+++ INPUT ROWS
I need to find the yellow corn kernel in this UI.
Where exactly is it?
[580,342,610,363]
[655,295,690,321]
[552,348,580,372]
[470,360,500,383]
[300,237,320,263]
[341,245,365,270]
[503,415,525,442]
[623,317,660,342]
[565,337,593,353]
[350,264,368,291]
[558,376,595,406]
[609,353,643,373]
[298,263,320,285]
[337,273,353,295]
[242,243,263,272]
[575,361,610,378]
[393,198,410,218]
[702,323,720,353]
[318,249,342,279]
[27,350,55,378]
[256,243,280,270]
++++++
WORK TO DO> Arrange every line of the rows above as a JSON list of strings, one string per line, with blank lines left out.

WRITTEN RESPONSE>
[
  "I need to find the yellow corn kernel in this UI.",
  "Where exactly is it?",
  "[580,342,610,363]",
  "[655,295,690,321]",
  "[552,348,580,372]",
  "[470,360,500,383]",
  "[300,237,320,263]",
  "[341,245,365,270]",
  "[503,415,525,442]",
  "[623,317,660,342]",
  "[565,337,593,353]",
  "[350,264,368,291]",
  "[558,376,595,406]",
  "[609,353,643,373]",
  "[298,263,320,285]",
  "[337,273,353,295]",
  "[242,243,263,272]",
  "[575,361,610,378]",
  "[393,198,410,218]",
  "[702,323,720,353]",
  "[318,249,342,279]",
  "[27,350,55,378]",
  "[256,243,280,270]"
]